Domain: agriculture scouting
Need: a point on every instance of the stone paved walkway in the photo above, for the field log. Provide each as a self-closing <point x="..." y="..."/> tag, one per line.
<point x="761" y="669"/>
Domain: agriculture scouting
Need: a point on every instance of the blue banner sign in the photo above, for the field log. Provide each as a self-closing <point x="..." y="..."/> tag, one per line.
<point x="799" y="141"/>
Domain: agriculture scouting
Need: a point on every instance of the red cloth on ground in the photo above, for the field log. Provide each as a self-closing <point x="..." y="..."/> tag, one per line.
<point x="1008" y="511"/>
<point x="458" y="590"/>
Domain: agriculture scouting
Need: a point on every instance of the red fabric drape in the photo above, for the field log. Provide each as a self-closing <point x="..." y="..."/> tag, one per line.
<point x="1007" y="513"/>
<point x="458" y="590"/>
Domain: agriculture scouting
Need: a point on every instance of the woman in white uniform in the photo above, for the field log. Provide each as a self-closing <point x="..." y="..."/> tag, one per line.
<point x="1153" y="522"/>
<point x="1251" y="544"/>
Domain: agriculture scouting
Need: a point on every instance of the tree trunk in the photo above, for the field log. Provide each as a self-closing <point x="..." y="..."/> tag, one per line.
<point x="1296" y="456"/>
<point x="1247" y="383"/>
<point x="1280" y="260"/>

+ + + + +

▶ _REQUIRED WORK_: With nothing added or dropped, write out the listing again.

▶ _COMPLETED TASK_:
Domain: agriculture scouting
Need: a point on every instance of the stone paved walkway in the photo above, for the field log. Provide each as a self-closing <point x="..." y="..."/> tag, one per line.
<point x="761" y="669"/>
Domain: agriculture scouting
Need: a point on every instance of the blue banner sign in the photo above, for the field log. Provide each as a self-closing <point x="..." y="..."/> tag, one per line.
<point x="799" y="141"/>
Domain: agriculture scouting
Need: a point on every instance of the red cloth on ground in the photo above, for the field log. Provide each as a self-closing <point x="..." y="..."/> tag, one per line.
<point x="1008" y="511"/>
<point x="458" y="590"/>
Domain: agriculture scouting
Need: a point on every instance of the red fabric drape in the photo above, for the field log. Provide each as a self-closing <point x="..." y="..."/> tag, one per line.
<point x="1007" y="513"/>
<point x="458" y="590"/>
Domain: agriculture scouting
Need: a point on every instance of the woman in white uniform in the photo above, for the field log. Provide each as a self-closing <point x="..." y="..."/> tag, one per line.
<point x="1153" y="522"/>
<point x="1251" y="544"/>
Domain: agriculture scouting
Need: a point on every instance of the tree trunk in the photo above, for the field log. Provide each as a self-closing <point x="..." y="..."/> tag, one per line.
<point x="1296" y="456"/>
<point x="1247" y="383"/>
<point x="1280" y="260"/>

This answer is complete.